*** Given text
# Water Training



## Lulu-Tiel (Jun 3, 2012)

Lucas really likes water. The first day he was home with me he was drinking out of the tap! He loves shower time however he seems to get water in his eyes and he doesn't like that. He enjoys getting his wings wet if he can find a way to do so without getting his face wet. I'm going to pick up a spray bottle on the weekend. How do I get him used to it? I also have a daily bath spray I was thinking I could use too! 

I love that he enjoys the water so I want to get him comfortable in it.


----------



## Seven11 (Feb 25, 2012)

If he enjoys water that much, he'll probably love the mister afyer about 1 or 2 sprays. As long as it's not sprayed directly at him.

Sent from my N9500 using Tapatalk 2


----------



## CaliTiels (Oct 18, 2012)

Ya he'll probably take to the mister quickly. Just spray a few times in front of him and then once he knows what it does, try it one him a few spritzes


----------



## Lulu-Tiel (Jun 3, 2012)
******
Request a: Extract the records from the line containing "Target: distant train" through the end of the records, inclusive, and reproduce those lines exactly.
*** Data lines
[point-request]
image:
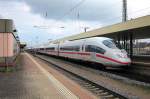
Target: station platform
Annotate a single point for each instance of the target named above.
(31, 80)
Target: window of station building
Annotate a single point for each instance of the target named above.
(50, 48)
(70, 48)
(93, 48)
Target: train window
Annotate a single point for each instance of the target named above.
(70, 48)
(93, 48)
(50, 48)
(110, 44)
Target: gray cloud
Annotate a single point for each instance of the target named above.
(90, 10)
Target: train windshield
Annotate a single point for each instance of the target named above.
(110, 44)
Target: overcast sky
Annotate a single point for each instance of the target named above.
(49, 16)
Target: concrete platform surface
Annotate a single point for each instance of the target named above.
(31, 81)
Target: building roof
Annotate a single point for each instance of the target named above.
(141, 22)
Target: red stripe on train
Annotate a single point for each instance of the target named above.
(113, 60)
(97, 55)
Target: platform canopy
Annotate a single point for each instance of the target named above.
(139, 26)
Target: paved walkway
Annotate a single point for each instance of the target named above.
(31, 81)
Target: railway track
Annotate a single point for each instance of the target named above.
(95, 88)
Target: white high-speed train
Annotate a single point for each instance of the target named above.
(96, 49)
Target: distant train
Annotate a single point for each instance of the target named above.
(100, 50)
(9, 43)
******
Request b: Copy the entire forum thread about water training, reproducing it with no changes.

Expected output a:
Target: distant train
Annotate a single point for each instance of the target named above.
(100, 50)
(9, 43)

Expected output b:
# Water Training



## Lulu-Tiel (Jun 3, 2012)

Lucas really likes water. The first day he was home with me he was drinking out of the tap! He loves shower time however he seems to get water in his eyes and he doesn't like that. He enjoys getting his wings wet if he can find a way to do so without getting his face wet. I'm going to pick up a spray bottle on the weekend. How do I get him used to it? I also have a daily bath spray I was thinking I could use too! 

I love that he enjoys the water so I want to get him comfortable in it.


----------



## Seven11 (Feb 25, 2012)

If he enjoys water that much, he'll probably love the mister afyer about 1 or 2 sprays. As long as it's not sprayed directly at him.

Sent from my N9500 using Tapatalk 2


----------



## CaliTiels (Oct 18, 2012)

Ya he'll probably take to the mister quickly. Just spray a few times in front of him and then once he knows what it does, try it one him a few spritzes


----------



## Lulu-Tiel (Jun 3, 2012)